_Study questions_:
1/ According to the DepthAnything-AC training passage, how many unlabeled images make up the training set?
2/ Reproduce the DepthAnything-AC training passage from "Implementation and Training" up to and including "robust feature representations.".

_Passage for review_:
■ ■ ■ ■ ■ ■ ■

The overall loss is a weighted sum of the consistency, knowledge distillation, and spatial distance losses, with empirical results showing insensitivity to the precise weighting.

Implementation and Training

DepthAnything-AC is finetuned from DepthAnythingV2, using a ViT-S backbone and DPT decoder. The training set comprises 540K unlabeled images—less than 1% of the data used for the original DepthAnything series—demonstrating the efficiency of the proposed paradigm. Training is conducted for 20 epochs on 4 RTX 3090 GPUs, with standard AdamW optimization and moderate batch sizes. The encoder is kept frozen during finetuning, which ablation studies show is critical for maintaining robust feature representations.

Perturbations are applied probabilistically, with ablation studies indicating that a combination of all four types (lighting, weather, blur, contrast) yields the best robustness. The spatial distance constraint is implemented using Euclidean distances between patch pairs, and the loss is computed between the student’s perturbed predictions and the teacher’s unperturbed outputs.

■ ■ ■ ■ ■ ■ ■

_Data under study_:
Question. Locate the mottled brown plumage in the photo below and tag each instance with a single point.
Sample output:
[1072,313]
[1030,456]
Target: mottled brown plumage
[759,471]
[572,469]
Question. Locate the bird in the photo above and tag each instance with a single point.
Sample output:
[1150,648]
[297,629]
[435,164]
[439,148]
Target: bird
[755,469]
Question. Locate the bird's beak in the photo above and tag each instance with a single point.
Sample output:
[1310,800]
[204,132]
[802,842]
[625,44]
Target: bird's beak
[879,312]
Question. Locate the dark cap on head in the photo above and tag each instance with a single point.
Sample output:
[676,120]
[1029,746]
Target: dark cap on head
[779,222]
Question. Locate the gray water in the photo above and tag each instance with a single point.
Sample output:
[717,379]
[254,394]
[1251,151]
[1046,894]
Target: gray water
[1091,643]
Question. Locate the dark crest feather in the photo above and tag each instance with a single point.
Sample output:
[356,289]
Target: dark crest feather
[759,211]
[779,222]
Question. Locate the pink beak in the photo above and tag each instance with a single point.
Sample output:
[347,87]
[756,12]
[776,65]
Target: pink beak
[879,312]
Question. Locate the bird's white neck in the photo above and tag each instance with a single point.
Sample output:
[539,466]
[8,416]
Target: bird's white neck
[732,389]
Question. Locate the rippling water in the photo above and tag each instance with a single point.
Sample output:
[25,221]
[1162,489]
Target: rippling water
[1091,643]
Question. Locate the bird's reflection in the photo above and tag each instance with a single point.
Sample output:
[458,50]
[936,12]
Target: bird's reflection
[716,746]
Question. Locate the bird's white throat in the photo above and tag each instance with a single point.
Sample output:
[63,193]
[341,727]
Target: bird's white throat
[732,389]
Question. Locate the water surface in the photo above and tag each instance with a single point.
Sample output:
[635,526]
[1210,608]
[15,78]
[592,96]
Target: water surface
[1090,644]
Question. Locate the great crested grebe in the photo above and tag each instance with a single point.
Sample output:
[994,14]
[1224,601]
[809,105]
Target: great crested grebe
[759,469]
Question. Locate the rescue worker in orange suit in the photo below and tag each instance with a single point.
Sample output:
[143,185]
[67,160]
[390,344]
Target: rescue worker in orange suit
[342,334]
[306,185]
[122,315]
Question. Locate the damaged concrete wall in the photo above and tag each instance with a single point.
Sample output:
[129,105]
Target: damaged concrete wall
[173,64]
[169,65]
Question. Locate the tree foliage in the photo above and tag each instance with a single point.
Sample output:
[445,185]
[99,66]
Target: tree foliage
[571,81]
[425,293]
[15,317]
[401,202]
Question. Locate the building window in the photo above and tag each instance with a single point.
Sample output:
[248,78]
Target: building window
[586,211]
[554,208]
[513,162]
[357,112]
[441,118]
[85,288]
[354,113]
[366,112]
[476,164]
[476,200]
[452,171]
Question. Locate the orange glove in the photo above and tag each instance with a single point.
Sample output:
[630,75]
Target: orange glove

■ ■ ■ ■ ■ ■ ■

_Solved problems_:
1/ 540K unlabeled images

2/
Implementation and Training

DepthAnything-AC is finetuned from DepthAnythingV2, using a ViT-S backbone and DPT decoder. The training set comprises 540K unlabeled images—less than 1% of the data used for the original DepthAnything series—demonstrating the efficiency of the proposed paradigm. Training is conducted for 20 epochs on 4 RTX 3090 GPUs, with standard AdamW optimization and moderate batch sizes. The encoder is kept frozen during finetuning, which ablation studies show is critical for maintaining robust feature representations.